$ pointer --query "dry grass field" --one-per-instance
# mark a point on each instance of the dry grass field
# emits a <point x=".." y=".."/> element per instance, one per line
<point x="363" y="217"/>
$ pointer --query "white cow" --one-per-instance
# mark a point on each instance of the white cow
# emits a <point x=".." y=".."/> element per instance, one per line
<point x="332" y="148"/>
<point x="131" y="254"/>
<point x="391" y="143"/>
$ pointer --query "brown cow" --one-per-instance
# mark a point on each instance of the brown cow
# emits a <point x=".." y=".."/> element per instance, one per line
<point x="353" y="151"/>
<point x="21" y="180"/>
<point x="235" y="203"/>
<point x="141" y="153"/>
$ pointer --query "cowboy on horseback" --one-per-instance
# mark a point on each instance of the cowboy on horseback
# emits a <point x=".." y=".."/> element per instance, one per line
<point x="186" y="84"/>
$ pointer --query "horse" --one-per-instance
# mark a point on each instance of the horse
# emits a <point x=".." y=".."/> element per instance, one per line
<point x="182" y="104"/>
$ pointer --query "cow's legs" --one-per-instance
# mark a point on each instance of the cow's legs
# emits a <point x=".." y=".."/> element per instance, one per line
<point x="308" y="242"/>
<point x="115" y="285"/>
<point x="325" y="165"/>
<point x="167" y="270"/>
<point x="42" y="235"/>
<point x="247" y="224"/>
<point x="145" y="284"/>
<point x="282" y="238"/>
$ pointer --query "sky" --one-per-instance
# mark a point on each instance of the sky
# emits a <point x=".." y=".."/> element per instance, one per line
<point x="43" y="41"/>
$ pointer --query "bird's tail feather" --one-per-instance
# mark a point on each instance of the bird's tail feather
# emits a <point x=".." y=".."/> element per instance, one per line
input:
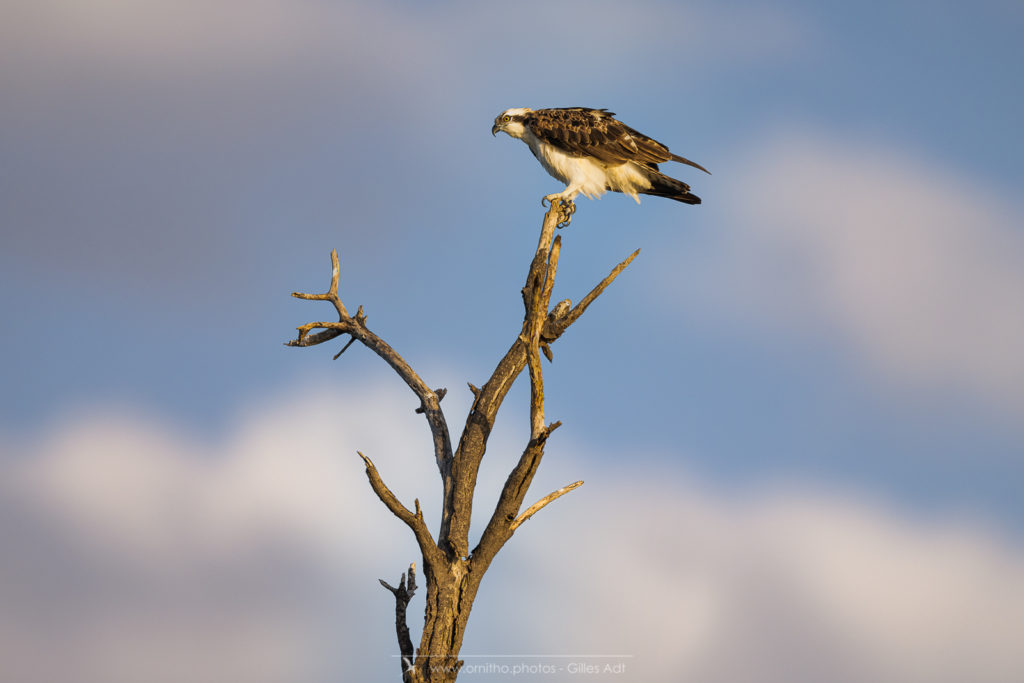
<point x="663" y="185"/>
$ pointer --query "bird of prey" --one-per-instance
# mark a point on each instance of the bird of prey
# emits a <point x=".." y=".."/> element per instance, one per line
<point x="592" y="153"/>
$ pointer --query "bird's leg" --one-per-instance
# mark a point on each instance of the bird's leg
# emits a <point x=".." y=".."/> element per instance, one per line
<point x="566" y="205"/>
<point x="565" y="210"/>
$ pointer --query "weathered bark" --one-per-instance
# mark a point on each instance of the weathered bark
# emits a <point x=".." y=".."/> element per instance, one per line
<point x="453" y="573"/>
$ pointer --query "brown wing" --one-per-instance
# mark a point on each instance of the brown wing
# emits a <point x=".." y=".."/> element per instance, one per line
<point x="587" y="132"/>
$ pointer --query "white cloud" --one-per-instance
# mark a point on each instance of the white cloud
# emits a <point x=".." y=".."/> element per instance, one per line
<point x="133" y="552"/>
<point x="919" y="269"/>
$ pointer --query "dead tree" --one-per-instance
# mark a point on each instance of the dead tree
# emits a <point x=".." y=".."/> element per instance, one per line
<point x="453" y="572"/>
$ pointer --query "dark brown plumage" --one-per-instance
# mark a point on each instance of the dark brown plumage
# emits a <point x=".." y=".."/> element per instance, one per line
<point x="588" y="132"/>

**What this task involves**
Quote every entry exactly, with the pictures omitted.

**Reply**
$ pointer --query "dry grass field" --one-per-instance
# mark a point on each instance of the dry grass field
# emits a <point x=".." y=".."/> element per instance, one per line
<point x="363" y="217"/>
$ pointer --query "white cow" --one-per-instance
# mark a point on each instance of the white cow
# emits a <point x=".." y=".."/> element per instance, one per line
<point x="332" y="148"/>
<point x="131" y="254"/>
<point x="391" y="143"/>
$ pointer --query "brown cow" --one-per-instance
# mark a point on each instance of the brown cow
# emits a <point x=".." y=".."/> element per instance, one per line
<point x="353" y="151"/>
<point x="21" y="180"/>
<point x="235" y="203"/>
<point x="141" y="153"/>
$ pointer --query "cowboy on horseback" --one-per-instance
# mark a point on each instance of the cowboy on horseback
# emits a <point x=".." y=".."/> element per instance, one per line
<point x="186" y="84"/>
$ pointer --query "horse" --one-per-instance
# mark a point on each instance of the horse
# emits a <point x=".." y=".."/> element per instance, one per line
<point x="182" y="104"/>
$ pointer --query "cow's legs" --one-per-instance
# mark a point on each instance of the cow's legs
# emits a <point x=".." y=".."/> element per instance, one per line
<point x="308" y="242"/>
<point x="115" y="285"/>
<point x="325" y="165"/>
<point x="167" y="270"/>
<point x="42" y="235"/>
<point x="247" y="224"/>
<point x="145" y="284"/>
<point x="282" y="238"/>
$ pointer --query "sky" --one-per-instance
# mark a point on each instance of the sky
# emits a <point x=".." y=".."/> element per instance, one per line
<point x="43" y="41"/>
$ pointer --query "bird's tail feather" --one-per-instance
# mark a point on each instance of the bird's tail feather
# emits a <point x=".." y=".."/> element per instance, one per line
input:
<point x="663" y="185"/>
$ pointer --query "bird of prey" --one-per-instance
# mark a point on each instance of the bird of prey
# emits a <point x=".." y=".."/> element per instance, one per line
<point x="592" y="153"/>
$ pointer --query "bird's leg" --one-per-instance
# mark a point on each instance of the bird's leg
# emits a <point x=".." y=".."/> element per instance, one per line
<point x="566" y="205"/>
<point x="565" y="210"/>
$ pointer --query "weathered bark" --one-per-instance
# mark a point on each instance of the weathered bark
# emits a <point x=".." y=".."/> element per instance, one per line
<point x="453" y="573"/>
$ pointer --query "brown wing" --one-per-instance
# mark a point on each instance of the brown wing
# emits a <point x=".." y=".."/> element per instance, one per line
<point x="587" y="132"/>
$ pointer --query "white cloud" --one-per-instance
# mark a point on each instance of the white cloud
# emits a <point x=".." y=".."/> element per instance, one per line
<point x="133" y="552"/>
<point x="919" y="269"/>
$ pointer --query "dead tree" --one-per-instance
# mark a point on each instance of the dead tree
# emits a <point x=".." y=".."/> element per instance, one per line
<point x="453" y="572"/>
$ pointer --query "dark brown plumage" --one-per-instance
# mark a point on each instance of the dark brown plumage
# emits a <point x=".." y=".."/> element per instance, one per line
<point x="588" y="132"/>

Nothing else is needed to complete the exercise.